Please arrange the material from the line containing "the woman in" through the end of the material as a two-column CSV with the headers instruction and points, one row per instruction with all of its coordinates together in the points field. Wrap each field in quotation marks and replace any line breaks inside a field with spaces.

* Data for this exercise:
━━━━━━━━
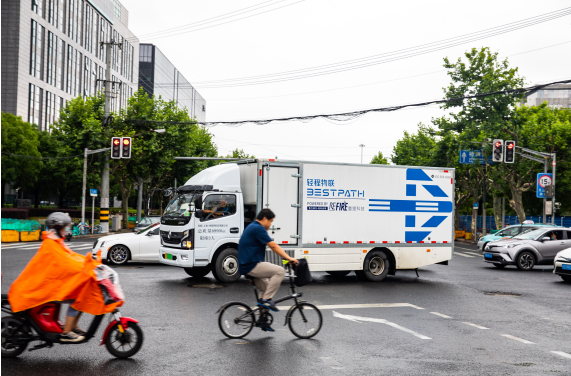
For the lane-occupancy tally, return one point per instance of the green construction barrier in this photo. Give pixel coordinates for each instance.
(20, 225)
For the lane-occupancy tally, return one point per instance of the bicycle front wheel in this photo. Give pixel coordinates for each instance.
(305, 320)
(236, 320)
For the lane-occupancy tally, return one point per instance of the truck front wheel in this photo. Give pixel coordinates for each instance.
(226, 266)
(198, 272)
(376, 266)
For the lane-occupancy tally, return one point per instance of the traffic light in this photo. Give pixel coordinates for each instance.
(115, 147)
(498, 150)
(510, 152)
(126, 147)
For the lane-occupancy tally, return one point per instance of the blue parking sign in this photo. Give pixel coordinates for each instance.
(543, 180)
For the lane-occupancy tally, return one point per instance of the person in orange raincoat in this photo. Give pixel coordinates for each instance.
(56, 273)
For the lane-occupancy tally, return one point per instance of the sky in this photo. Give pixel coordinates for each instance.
(286, 35)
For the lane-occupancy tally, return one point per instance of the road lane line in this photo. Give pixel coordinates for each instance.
(461, 254)
(373, 305)
(475, 325)
(518, 339)
(441, 315)
(562, 354)
(380, 321)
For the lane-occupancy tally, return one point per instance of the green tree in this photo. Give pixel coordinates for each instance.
(20, 138)
(379, 159)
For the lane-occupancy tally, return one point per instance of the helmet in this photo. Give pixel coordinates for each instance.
(58, 221)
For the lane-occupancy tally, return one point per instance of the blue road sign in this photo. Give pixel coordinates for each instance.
(473, 157)
(543, 180)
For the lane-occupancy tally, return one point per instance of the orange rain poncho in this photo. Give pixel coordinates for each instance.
(56, 273)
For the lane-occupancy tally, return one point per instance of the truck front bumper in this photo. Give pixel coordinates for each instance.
(183, 258)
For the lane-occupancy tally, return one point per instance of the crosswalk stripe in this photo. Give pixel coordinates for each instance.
(517, 339)
(461, 254)
(562, 354)
(441, 315)
(475, 325)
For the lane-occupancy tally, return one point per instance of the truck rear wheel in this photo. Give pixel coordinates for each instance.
(198, 272)
(225, 267)
(376, 266)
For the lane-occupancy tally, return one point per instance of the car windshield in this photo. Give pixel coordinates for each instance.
(181, 206)
(146, 228)
(529, 234)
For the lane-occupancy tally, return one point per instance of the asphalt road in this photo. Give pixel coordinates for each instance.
(467, 318)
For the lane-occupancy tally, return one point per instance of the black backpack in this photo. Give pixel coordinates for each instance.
(303, 275)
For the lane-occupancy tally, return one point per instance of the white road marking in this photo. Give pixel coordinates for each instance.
(441, 315)
(380, 321)
(331, 362)
(461, 254)
(373, 305)
(517, 339)
(474, 325)
(562, 354)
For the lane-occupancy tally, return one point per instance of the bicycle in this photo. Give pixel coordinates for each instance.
(236, 319)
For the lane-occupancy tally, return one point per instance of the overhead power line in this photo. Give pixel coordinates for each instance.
(347, 116)
(212, 22)
(384, 57)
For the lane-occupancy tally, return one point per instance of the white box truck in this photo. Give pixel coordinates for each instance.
(371, 219)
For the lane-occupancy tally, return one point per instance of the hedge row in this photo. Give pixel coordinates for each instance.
(33, 212)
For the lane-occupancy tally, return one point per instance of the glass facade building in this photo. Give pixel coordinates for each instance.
(52, 53)
(159, 77)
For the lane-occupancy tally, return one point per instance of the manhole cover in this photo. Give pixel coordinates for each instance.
(499, 293)
(205, 286)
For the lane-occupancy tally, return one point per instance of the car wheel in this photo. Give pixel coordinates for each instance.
(376, 266)
(119, 255)
(226, 266)
(198, 272)
(525, 261)
(338, 273)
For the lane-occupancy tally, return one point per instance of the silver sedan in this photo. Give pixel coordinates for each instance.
(530, 248)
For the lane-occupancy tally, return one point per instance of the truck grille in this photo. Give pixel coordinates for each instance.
(175, 237)
(272, 258)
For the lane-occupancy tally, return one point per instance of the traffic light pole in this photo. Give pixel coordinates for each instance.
(87, 152)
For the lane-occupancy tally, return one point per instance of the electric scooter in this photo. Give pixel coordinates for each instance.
(123, 337)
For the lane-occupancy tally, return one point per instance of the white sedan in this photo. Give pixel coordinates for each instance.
(563, 264)
(142, 245)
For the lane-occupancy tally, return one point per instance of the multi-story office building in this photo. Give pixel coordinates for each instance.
(52, 52)
(159, 77)
(558, 96)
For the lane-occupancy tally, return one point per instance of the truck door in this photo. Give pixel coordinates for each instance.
(220, 220)
(280, 192)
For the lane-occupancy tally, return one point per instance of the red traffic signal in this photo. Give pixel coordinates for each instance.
(126, 149)
(509, 157)
(115, 147)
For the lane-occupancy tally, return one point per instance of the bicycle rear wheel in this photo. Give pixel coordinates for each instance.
(305, 320)
(236, 320)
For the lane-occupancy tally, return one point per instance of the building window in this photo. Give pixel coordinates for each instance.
(33, 48)
(31, 99)
(50, 57)
(69, 68)
(117, 9)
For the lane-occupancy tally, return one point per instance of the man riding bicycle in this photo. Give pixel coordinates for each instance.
(251, 256)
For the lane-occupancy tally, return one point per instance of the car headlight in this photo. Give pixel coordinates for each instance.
(512, 245)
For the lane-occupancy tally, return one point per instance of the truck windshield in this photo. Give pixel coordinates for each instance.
(181, 206)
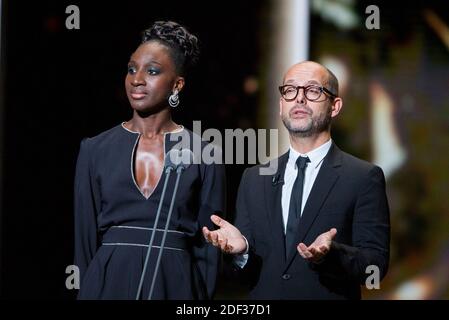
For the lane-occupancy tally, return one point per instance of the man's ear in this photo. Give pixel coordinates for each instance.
(280, 106)
(337, 104)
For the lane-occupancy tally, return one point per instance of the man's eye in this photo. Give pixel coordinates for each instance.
(314, 90)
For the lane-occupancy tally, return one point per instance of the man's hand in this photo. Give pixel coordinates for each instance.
(228, 238)
(319, 248)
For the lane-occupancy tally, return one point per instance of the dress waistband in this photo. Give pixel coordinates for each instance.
(140, 237)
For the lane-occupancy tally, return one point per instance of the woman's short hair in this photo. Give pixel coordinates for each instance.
(183, 45)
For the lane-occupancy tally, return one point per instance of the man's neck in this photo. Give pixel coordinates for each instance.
(304, 145)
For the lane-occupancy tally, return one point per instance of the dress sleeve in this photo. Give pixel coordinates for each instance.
(86, 200)
(212, 201)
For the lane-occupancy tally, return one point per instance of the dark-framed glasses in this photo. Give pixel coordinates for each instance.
(311, 92)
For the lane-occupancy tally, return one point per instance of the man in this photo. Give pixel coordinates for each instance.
(310, 230)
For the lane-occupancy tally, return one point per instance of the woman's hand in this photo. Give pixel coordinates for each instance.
(228, 238)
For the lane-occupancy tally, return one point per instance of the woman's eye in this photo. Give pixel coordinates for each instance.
(131, 70)
(153, 72)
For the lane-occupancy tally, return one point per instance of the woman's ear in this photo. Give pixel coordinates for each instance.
(179, 84)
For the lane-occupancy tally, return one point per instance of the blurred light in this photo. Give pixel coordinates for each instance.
(250, 85)
(340, 13)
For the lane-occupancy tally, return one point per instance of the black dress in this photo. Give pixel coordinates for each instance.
(114, 221)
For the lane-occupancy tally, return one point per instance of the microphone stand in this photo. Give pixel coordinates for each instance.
(180, 168)
(168, 169)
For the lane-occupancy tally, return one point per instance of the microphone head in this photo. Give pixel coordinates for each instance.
(178, 158)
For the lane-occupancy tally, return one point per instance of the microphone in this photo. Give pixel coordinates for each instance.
(182, 159)
(175, 159)
(179, 158)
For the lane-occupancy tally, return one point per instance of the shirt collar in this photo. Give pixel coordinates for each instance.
(316, 155)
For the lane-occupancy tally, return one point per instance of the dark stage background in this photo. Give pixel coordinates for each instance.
(61, 85)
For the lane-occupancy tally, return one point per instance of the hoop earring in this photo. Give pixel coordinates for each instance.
(173, 100)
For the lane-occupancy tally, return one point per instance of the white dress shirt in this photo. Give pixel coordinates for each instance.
(316, 157)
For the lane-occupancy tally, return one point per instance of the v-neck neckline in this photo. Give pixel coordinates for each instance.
(133, 154)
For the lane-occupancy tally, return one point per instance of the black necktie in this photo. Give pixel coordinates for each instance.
(294, 212)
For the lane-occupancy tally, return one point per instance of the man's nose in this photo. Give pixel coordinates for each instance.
(300, 98)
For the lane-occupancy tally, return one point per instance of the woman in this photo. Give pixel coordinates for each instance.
(119, 180)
━━━━━━━━
* Answer in full:
instruction,points
"For the lane-occupancy tally, return one point per instance of the woman in this photo. Give pixel coordinates for each instance.","(119, 180)"